"""
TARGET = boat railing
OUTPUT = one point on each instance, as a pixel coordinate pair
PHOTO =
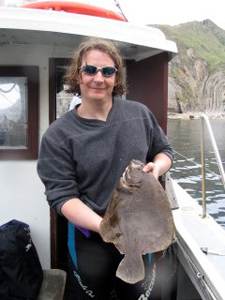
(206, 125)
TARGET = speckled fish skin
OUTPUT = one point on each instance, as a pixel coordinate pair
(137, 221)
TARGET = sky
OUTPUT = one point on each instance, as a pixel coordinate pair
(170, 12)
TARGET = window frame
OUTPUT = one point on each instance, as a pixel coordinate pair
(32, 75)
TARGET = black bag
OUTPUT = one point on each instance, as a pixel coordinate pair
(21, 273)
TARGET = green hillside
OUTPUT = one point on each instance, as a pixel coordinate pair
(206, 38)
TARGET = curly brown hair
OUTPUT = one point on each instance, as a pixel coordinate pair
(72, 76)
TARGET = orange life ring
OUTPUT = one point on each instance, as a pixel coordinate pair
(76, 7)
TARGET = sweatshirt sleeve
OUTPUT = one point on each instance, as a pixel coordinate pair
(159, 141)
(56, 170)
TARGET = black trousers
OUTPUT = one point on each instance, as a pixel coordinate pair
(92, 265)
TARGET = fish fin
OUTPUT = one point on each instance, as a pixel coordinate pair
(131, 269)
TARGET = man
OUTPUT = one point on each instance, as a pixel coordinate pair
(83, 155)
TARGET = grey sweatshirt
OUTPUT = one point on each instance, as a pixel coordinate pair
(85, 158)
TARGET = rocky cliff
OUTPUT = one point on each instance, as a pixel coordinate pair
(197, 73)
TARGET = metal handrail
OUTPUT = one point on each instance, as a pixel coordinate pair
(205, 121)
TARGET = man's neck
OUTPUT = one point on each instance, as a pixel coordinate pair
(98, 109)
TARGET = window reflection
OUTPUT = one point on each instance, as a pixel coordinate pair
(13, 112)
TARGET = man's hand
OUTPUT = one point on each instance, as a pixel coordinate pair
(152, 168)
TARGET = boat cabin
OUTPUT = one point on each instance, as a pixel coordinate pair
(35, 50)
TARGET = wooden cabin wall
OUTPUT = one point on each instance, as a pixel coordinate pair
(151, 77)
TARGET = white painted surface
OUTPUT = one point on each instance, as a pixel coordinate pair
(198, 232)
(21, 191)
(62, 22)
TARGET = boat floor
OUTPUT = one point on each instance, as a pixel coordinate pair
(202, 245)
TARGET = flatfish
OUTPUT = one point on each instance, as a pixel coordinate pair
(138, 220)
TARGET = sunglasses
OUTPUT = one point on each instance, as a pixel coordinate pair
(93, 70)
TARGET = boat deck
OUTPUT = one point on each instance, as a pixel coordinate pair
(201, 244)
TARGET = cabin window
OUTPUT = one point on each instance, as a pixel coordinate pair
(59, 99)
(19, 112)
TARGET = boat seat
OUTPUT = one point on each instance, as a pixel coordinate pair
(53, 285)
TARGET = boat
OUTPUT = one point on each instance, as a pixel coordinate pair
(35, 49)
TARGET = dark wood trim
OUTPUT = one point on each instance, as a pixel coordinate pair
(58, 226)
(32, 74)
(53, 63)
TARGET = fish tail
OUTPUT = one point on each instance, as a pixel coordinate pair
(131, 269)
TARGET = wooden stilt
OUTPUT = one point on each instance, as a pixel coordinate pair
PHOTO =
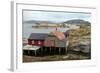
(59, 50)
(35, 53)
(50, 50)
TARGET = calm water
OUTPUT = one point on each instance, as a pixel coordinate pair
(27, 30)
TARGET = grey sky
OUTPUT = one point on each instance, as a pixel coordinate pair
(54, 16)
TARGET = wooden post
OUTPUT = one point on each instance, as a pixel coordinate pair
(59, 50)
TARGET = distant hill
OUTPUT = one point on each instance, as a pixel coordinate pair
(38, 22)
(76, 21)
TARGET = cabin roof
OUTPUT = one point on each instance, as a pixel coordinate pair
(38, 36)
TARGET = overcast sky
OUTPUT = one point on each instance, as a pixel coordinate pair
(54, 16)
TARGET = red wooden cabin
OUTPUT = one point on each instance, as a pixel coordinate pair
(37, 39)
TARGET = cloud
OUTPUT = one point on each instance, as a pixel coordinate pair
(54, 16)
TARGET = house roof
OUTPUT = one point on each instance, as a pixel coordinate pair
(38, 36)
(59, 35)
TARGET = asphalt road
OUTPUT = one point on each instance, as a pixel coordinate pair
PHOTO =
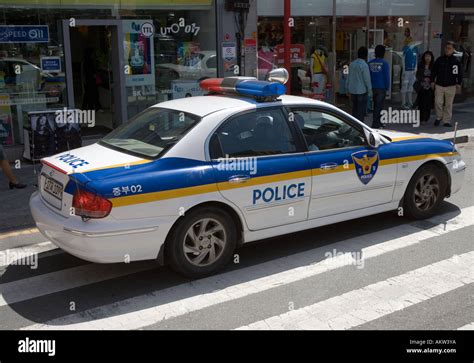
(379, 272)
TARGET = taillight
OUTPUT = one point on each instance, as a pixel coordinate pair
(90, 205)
"""
Challenge | Exactly reproduce each record, leaving out any pictures.

Answer below |
TARGET = boat railing
OUTPUT = one point on each instance, as a pixel coordinate pair
PHOTO =
(206, 125)
TARGET = speckled fish skin
OUTPUT = one point on each instance, as a pixel coordinate pair
(137, 221)
TARGET = sky
OUTPUT = one point on each instance, as a pixel coordinate pair
(170, 12)
TARGET = window frame
OUTPUT = one point on each instance, as a pixel coordinate pair
(32, 75)
TARGET = black bag
OUTPUT = one point on each instance, as a pixel coordinate pair
(21, 273)
TARGET = green hillside
OUTPUT = one point on each instance, as a pixel coordinate pair
(206, 38)
TARGET = curly brown hair
OUTPUT = one point on each instance, as a pixel coordinate pair
(72, 76)
TARGET = orange life ring
OUTPUT = one point on each instance, as a pixel coordinate pair
(76, 7)
TARGET = sweatshirt sleeve
OUTPUT = one point on each instance, as a pixel coordinate pair
(159, 141)
(56, 170)
TARGET = black trousers
OUTPUT = one point on each instance, as a pixel coordinate pair
(92, 265)
TARGET = fish fin
OUTPUT = one point on each instance, as a pixel coordinate pair
(131, 269)
TARGET = man
OUTPUT = one point on each instance, as a pixel coordinate pair
(83, 155)
TARGET = grey sweatshirt
OUTPUT = one point on each instance, as a pixel coordinate pair
(85, 158)
TARGET = rocky cliff
OUTPUT = one point on each instance, as a pixel coordinate pair
(197, 73)
TARGET = metal handrail
OUTPUT = one point on each instance, as a pixel coordinate pair
(205, 121)
TARGET = man's neck
OUTPUT = one point on each instance, as a pixel coordinate pair
(98, 109)
TARGET = window reflection
OUTPUT = one point on each instance, as a pixel coordinate pair
(13, 112)
TARGET = man's hand
OUTPUT = one point on each instance, as a pixel coordinate pair
(152, 168)
TARGET = boat cabin
OUTPUT = one point on each instance, as a pixel coordinate pair
(35, 50)
TARGET = wooden cabin wall
OUTPUT = one point on each instance, as a pixel coordinate pair
(151, 77)
TARGET = white painted surface
OUTPUT = one point on each instance, as a pixel coordinate pair
(198, 232)
(21, 191)
(62, 22)
TARGET = boat floor
OUTPUT = one point on each instance, as a pixel coordinate pair
(202, 245)
TARGET = flatfish
OUTPUT = one point on each instance, as a pixel coordinate pair
(138, 220)
TARGET = sunglasses
OUTPUT = one point on each instance, as a pixel coordinate pair
(93, 70)
TARGET = boat deck
OUTPUT = one point on each instance, as a pixel coordinate pair
(201, 244)
TARGET = cabin window
OUTPUT = one point on each instance, as a pixel coordinate pair
(59, 99)
(19, 112)
TARGET = boat seat
OUTPUT = one point on each instance, as a pixel coordinate pair
(53, 285)
TARGET = boat
OUTPUT = one point on each instance, as a pixel coordinate pair
(35, 49)
TARGET = dark wood trim
OUTPUT = one point on each instance, as a pixel coordinate pair
(58, 226)
(32, 74)
(53, 63)
TARGET = fish tail
OUTPUT = one point on each instance, as a pixel coordinate pair
(131, 269)
TARGET = wooden stilt
OUTPUT = one point on each instance, as a pixel coordinate pair
PHOTO =
(59, 50)
(35, 53)
(50, 50)
TARGET = calm water
OUTPUT = one point on each instance, as a pixel coordinate pair
(27, 30)
TARGET = grey sky
OUTPUT = one point on each instance, as a pixel coordinate pair
(54, 16)
TARGET = wooden post
OUTPUT = one point on each instance, as a pixel coordinate pair
(59, 50)
TARGET = distant hill
OUTPUT = one point on each instance, as a pixel coordinate pair
(38, 22)
(76, 21)
TARGET = cabin roof
OUTPUT = one point on each instance, as a pixel coordinate pair
(38, 36)
TARGET = overcast sky
OUTPUT = one point on each instance, as a pixel coordinate pair
(54, 16)
TARGET = red wooden cabin
OUTPUT = one point on each instance, as a pixel coordinate pair
(37, 39)
TARGET = cloud
OUTPUT = one point on each instance, as a pixel coordinate pair
(54, 16)
TARGET = house roof
OUTPUT = one point on each instance, as a pixel coordinate pair
(38, 36)
(59, 35)
TARGET = asphalt road
OUTPUT = one point on each instance, as a pixel coordinate pair
PHOTO =
(379, 272)
TARGET = taillight
OUTPUT = one point on each instance, as a pixel coordinate pair
(90, 205)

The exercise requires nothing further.